══ Data extract

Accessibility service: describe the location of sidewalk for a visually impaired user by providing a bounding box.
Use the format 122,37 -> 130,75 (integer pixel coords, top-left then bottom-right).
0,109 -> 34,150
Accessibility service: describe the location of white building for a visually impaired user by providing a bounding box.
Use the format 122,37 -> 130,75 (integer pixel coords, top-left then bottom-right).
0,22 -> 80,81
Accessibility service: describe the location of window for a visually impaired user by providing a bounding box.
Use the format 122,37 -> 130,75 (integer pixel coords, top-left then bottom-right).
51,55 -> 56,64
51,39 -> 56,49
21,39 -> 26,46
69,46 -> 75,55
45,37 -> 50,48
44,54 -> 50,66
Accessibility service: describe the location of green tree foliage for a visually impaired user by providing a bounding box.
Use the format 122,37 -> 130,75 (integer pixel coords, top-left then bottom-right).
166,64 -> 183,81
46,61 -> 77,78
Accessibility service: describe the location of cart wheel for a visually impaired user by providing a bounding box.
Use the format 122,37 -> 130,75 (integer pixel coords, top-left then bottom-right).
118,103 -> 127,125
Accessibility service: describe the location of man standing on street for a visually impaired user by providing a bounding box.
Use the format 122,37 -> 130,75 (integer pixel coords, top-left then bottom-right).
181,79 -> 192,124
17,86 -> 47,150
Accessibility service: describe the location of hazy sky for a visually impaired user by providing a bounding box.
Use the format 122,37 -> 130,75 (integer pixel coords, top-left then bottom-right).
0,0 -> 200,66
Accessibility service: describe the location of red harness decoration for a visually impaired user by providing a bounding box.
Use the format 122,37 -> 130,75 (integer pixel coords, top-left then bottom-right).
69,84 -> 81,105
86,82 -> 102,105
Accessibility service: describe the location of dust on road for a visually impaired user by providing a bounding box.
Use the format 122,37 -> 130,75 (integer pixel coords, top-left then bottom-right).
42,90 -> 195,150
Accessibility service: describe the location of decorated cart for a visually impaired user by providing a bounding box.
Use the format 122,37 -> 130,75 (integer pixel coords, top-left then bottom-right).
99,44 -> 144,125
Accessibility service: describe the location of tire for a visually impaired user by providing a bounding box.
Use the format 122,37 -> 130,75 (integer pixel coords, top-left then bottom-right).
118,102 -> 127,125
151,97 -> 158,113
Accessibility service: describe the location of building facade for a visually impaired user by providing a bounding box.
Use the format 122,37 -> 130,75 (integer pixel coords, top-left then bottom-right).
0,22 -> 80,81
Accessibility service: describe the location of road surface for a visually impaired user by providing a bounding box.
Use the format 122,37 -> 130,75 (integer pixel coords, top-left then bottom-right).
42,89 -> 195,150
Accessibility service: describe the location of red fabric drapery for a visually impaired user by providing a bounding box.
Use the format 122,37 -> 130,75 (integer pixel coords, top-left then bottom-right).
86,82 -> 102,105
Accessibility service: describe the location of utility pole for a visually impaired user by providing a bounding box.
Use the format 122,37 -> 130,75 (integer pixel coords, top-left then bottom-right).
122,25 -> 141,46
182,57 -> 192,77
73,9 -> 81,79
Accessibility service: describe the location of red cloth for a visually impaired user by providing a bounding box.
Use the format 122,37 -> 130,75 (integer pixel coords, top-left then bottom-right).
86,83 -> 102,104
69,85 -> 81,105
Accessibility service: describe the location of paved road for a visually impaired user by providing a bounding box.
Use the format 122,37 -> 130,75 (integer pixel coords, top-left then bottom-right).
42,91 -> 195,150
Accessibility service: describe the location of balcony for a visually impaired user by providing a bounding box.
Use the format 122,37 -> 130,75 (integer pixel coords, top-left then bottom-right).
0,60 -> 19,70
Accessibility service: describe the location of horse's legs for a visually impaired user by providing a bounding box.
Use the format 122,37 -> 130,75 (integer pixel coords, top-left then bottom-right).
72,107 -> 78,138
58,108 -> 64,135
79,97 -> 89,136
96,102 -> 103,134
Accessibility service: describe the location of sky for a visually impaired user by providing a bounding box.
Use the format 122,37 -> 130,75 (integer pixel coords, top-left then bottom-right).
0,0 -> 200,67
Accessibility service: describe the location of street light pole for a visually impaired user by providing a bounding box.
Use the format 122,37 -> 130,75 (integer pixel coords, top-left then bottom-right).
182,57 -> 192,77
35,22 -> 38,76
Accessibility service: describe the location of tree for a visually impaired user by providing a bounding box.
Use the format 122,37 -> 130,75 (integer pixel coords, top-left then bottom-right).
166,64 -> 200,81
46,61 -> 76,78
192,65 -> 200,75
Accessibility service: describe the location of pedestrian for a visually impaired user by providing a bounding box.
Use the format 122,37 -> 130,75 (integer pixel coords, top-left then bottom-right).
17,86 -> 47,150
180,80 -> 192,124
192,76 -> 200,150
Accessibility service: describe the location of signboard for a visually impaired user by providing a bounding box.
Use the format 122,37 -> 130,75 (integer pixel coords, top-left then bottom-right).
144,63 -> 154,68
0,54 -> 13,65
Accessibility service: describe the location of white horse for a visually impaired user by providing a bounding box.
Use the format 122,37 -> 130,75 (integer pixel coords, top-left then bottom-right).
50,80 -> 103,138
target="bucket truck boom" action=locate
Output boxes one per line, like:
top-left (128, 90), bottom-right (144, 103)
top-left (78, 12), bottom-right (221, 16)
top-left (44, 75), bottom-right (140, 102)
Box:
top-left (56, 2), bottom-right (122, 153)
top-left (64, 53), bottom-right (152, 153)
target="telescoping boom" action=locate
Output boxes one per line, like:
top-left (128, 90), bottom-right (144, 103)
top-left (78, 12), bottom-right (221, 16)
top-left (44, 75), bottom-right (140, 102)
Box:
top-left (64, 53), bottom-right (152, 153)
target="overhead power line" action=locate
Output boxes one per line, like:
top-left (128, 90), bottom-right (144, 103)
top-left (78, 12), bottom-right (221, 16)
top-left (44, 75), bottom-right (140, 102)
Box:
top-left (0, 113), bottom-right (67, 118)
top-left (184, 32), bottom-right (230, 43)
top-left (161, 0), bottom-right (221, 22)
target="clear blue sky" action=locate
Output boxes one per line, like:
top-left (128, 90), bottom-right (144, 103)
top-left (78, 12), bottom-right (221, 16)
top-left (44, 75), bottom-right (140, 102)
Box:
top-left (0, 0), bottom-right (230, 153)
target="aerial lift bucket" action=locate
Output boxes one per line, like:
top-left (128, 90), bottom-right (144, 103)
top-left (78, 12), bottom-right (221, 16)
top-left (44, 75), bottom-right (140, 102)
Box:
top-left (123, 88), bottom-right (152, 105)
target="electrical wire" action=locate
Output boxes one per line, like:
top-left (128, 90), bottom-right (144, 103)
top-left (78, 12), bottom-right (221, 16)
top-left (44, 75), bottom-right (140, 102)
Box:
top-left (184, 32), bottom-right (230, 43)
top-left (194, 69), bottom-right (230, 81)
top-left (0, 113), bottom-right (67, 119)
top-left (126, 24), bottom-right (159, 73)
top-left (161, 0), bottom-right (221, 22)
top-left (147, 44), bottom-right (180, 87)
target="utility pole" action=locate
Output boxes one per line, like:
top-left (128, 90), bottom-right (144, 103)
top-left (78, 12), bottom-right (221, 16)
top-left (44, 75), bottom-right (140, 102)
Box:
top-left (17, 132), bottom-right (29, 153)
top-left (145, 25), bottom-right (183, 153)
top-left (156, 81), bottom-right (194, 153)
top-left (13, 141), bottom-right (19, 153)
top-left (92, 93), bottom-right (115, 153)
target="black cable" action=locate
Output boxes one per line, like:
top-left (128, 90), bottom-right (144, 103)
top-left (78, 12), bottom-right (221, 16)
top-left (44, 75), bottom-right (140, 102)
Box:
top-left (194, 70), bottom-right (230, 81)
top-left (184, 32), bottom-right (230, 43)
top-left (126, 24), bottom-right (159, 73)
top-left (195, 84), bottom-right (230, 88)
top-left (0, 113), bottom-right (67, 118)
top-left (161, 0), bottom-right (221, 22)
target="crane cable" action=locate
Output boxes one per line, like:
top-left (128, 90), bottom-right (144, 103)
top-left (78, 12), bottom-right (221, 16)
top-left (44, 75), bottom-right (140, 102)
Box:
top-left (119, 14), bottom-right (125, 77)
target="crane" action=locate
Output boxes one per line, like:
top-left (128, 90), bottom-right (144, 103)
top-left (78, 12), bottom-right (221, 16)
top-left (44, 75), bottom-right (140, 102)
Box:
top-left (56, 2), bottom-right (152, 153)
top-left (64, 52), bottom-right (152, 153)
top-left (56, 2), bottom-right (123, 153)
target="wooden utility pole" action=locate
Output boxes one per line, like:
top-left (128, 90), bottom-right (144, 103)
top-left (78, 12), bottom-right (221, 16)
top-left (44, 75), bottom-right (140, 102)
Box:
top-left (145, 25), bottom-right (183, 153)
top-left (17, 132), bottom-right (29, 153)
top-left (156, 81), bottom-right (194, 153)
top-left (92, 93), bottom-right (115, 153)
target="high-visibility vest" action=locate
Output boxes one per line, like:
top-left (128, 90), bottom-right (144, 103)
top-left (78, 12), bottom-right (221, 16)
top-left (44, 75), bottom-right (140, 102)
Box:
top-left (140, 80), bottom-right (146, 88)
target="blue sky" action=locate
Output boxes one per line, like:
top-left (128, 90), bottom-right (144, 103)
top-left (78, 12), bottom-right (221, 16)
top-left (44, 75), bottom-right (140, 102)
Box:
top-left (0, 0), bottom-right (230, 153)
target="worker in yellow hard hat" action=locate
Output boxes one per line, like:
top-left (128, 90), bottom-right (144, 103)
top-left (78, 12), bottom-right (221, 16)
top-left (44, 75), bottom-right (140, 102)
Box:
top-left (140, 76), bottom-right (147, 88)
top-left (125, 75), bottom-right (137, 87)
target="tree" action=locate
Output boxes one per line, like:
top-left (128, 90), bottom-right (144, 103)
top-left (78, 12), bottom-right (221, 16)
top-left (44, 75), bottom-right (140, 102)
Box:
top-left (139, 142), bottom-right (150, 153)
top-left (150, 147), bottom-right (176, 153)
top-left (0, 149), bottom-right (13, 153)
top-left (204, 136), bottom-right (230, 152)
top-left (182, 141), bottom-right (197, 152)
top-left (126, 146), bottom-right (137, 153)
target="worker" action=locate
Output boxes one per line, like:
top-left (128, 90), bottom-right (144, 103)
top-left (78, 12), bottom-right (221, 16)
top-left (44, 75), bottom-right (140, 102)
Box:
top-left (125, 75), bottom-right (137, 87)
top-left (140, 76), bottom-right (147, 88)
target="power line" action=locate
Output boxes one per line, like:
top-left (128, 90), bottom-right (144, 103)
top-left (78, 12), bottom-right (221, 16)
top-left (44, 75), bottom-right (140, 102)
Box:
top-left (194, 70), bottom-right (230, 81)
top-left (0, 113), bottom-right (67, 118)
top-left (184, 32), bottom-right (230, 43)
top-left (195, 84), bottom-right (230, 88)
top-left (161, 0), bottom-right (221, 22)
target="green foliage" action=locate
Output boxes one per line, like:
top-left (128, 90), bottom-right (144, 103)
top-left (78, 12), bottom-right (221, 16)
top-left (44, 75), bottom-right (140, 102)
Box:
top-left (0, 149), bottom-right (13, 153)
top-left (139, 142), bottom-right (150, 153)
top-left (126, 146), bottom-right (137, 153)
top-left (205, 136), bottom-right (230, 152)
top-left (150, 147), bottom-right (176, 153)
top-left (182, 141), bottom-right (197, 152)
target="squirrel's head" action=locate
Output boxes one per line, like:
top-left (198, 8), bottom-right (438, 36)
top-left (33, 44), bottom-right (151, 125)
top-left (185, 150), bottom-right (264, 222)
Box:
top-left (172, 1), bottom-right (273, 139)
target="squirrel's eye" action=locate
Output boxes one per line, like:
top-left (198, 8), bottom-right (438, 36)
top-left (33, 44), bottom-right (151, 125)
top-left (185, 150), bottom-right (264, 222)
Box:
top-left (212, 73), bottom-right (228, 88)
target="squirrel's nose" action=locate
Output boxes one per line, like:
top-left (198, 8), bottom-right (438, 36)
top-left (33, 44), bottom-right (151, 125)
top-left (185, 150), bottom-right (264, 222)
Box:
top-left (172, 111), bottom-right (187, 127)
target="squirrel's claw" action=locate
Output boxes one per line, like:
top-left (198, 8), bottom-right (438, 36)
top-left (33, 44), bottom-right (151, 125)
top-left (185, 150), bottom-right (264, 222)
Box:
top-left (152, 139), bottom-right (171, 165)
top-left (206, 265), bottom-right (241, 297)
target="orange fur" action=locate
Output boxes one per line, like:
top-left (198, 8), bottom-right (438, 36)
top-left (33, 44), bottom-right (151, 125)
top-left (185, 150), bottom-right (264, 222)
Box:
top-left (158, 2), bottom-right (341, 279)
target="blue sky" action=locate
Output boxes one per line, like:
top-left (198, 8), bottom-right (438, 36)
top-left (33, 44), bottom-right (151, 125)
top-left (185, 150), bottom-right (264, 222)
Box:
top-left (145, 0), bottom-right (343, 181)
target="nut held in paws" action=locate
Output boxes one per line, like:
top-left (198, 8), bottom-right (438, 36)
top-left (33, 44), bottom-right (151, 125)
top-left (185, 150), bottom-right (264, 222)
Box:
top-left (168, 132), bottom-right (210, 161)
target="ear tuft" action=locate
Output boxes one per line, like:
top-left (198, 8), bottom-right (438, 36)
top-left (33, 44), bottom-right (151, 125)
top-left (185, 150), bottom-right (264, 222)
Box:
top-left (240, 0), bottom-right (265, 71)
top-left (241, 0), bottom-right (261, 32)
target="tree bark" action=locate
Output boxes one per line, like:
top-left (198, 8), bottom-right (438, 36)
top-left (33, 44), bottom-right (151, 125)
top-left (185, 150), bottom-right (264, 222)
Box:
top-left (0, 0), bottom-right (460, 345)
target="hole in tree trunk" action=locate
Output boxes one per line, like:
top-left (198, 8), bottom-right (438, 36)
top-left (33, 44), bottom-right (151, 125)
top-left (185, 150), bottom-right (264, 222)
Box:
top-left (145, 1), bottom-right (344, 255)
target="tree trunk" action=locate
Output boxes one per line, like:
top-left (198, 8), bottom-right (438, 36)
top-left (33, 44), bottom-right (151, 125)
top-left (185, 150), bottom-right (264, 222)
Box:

════

**Directive**
Rewrite the data above as a numbered list with blank lines omitted, starting at the line that contains "Accessibility service: describe the location of white horse" and stopping after the line that contains "50,80 -> 103,138".

**Task result**
1. Accessibility service: describe the location of white horse for a visually impaired user by providing a bounding box.
2. Use the format 122,37 -> 130,75 (integer pixel coords, top-left then bottom-right).
3. 50,80 -> 103,138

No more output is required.